▶ [Exercise requirements]: Copy out, from the entries below, each line holding the string "exact".
Start of Available records
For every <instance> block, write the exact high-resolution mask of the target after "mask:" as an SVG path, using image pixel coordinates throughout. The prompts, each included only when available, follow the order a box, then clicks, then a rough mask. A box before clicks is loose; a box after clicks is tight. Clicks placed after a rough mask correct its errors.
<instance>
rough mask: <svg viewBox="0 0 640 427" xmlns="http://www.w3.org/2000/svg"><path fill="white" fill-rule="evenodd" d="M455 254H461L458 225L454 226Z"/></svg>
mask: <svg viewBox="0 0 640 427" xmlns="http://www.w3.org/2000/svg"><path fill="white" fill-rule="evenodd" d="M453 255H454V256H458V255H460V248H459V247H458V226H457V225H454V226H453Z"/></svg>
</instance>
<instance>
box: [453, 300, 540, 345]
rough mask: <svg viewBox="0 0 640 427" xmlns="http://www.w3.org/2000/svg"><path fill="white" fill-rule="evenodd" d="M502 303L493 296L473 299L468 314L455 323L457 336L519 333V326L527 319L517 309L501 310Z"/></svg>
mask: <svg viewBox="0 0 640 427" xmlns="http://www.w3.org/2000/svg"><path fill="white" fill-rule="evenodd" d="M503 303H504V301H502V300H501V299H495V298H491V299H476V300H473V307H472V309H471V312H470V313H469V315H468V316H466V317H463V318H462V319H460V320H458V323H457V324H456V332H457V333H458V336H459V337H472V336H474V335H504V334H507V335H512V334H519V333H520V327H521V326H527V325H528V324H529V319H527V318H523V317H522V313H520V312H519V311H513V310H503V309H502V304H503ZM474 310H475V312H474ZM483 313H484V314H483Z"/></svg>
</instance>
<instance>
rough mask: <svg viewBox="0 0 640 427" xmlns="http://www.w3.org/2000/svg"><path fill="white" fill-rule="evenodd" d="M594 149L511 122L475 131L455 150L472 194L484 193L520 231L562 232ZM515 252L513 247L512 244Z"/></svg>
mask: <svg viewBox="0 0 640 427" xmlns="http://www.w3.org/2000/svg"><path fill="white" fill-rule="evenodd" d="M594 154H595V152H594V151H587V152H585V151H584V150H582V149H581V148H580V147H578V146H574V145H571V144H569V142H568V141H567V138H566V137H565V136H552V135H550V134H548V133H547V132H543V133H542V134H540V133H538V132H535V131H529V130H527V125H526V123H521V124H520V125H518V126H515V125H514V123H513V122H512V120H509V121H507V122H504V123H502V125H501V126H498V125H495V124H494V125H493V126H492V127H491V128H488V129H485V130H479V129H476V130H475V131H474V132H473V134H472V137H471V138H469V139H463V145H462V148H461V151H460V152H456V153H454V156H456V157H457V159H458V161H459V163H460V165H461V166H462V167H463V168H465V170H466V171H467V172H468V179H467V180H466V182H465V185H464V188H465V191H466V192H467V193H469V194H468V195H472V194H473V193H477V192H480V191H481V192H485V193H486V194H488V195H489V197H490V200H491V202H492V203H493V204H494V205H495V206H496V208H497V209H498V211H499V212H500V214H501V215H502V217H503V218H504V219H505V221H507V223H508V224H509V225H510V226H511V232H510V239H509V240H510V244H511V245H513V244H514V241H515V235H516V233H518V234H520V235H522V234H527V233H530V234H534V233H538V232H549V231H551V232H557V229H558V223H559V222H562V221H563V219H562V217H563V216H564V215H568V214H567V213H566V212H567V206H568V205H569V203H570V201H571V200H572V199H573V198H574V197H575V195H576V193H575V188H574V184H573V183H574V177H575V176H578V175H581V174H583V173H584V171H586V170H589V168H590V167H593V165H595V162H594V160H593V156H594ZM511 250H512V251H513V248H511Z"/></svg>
End of Available records
Start of Available records
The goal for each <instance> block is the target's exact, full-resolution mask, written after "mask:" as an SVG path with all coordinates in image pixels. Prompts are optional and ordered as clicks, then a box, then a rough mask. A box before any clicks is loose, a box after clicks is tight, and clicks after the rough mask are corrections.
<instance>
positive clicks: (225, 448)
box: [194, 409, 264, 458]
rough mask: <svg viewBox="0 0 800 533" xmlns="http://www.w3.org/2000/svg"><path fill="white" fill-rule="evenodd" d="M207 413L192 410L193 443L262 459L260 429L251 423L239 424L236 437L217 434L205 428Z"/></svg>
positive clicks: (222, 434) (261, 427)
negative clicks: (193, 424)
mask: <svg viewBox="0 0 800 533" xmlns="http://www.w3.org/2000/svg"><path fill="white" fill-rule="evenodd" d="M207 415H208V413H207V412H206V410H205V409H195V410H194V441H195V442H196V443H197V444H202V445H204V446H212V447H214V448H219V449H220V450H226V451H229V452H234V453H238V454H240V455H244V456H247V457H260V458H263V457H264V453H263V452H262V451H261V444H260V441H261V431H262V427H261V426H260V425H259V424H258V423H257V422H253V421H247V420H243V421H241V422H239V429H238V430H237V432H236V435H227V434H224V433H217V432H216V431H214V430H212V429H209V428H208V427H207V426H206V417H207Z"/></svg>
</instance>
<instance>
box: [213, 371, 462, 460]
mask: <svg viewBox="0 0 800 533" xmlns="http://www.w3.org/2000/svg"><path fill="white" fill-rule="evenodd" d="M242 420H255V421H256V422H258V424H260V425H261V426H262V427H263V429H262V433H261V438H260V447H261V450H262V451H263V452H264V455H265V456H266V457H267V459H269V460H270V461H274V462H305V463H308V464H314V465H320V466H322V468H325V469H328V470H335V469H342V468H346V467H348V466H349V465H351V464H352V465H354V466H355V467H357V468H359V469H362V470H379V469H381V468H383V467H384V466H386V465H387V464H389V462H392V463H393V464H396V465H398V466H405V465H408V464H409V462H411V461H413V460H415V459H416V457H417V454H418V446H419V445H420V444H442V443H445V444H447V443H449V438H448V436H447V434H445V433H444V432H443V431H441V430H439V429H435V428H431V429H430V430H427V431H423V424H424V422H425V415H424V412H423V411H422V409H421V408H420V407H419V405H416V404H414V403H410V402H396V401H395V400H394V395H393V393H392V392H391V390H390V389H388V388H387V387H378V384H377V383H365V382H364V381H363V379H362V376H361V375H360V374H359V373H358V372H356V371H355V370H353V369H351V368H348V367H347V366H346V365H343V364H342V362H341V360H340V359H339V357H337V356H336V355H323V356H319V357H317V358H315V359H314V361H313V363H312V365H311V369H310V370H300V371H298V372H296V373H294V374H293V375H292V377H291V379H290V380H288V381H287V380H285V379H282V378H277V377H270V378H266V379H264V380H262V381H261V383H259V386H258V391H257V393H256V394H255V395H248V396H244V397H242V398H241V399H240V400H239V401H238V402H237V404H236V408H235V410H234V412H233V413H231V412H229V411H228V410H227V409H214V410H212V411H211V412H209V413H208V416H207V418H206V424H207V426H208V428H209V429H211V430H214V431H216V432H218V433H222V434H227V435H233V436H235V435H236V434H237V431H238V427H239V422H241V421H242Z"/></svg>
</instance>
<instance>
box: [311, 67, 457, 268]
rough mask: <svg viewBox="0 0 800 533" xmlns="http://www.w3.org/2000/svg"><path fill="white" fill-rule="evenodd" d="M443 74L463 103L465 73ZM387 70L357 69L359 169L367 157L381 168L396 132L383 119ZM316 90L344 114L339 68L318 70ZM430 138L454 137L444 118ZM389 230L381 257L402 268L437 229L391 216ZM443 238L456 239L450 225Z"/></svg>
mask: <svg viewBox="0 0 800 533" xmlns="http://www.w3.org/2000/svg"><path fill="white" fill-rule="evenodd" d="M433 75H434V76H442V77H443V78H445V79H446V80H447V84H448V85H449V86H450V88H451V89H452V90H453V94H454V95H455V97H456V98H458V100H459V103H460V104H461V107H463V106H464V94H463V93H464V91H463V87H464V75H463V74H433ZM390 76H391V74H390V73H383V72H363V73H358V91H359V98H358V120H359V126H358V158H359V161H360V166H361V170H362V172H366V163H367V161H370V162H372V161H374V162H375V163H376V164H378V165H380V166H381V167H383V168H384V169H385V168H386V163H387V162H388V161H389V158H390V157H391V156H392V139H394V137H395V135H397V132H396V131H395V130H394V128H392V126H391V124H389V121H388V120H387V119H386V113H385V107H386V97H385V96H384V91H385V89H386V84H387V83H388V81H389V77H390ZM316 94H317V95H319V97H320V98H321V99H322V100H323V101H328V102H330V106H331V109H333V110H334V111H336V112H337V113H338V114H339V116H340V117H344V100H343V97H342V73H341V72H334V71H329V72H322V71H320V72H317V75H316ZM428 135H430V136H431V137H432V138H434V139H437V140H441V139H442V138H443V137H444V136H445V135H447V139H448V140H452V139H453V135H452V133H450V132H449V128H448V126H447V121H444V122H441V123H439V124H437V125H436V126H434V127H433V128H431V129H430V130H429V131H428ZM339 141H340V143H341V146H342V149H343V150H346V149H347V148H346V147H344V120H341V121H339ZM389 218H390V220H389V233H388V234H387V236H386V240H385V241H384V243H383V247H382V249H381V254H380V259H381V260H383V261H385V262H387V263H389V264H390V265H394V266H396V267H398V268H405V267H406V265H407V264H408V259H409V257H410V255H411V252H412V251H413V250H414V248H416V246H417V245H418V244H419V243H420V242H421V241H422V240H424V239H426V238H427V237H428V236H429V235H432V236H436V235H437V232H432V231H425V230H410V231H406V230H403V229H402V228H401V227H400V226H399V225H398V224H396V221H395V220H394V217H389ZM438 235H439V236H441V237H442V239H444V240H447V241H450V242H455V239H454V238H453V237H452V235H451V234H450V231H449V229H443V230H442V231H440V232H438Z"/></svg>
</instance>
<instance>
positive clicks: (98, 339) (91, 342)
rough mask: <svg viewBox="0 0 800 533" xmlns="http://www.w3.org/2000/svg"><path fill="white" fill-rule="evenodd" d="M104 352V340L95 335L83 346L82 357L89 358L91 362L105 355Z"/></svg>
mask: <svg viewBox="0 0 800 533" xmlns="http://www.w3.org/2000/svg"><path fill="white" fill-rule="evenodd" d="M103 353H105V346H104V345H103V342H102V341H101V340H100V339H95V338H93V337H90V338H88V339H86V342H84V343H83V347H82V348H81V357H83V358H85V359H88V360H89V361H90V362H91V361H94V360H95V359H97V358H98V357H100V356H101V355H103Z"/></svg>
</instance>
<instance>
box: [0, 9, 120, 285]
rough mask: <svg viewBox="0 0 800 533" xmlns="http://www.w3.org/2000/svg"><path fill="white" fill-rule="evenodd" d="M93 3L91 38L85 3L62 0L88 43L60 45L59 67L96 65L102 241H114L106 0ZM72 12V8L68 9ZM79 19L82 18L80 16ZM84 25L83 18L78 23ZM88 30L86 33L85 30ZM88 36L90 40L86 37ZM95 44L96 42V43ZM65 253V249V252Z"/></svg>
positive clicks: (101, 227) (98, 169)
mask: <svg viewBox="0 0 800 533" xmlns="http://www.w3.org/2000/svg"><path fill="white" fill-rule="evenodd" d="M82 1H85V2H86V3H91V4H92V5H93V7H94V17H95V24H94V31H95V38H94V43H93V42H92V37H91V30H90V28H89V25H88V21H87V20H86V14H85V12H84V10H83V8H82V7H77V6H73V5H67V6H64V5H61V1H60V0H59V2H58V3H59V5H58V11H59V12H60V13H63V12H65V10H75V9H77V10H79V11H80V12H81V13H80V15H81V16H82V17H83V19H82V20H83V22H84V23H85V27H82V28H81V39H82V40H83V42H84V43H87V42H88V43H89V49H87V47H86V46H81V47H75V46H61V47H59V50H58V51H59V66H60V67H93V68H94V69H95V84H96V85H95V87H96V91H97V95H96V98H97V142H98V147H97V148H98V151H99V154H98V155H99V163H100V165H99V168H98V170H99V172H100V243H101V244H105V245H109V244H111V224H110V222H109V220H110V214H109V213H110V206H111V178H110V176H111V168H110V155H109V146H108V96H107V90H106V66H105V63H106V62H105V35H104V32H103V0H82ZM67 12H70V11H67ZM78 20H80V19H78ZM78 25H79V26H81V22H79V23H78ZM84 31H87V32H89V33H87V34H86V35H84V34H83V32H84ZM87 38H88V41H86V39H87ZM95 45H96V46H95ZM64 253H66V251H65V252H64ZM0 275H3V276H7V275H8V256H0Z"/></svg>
End of Available records
▶ [Result of the task]:
For every <instance> block, write the exact high-resolution mask of the target after "mask:" as an SVG path, using image pixel coordinates throughout. The prompts, each included only when available, follow the order a box, then clicks, then a rough mask. A box before clicks is loose; a box after clicks is tight. Clicks placed after a rough mask correct its errors.
The goal for each <instance> block is the target's exact, full-resolution mask, written after "mask:" as an SVG path with all coordinates in image pixels. Prompts are optional and ordered as clicks, then a box, then a rough mask. A box before any clicks is loose, a box after clicks is tight, and clicks after the rough mask are corrections.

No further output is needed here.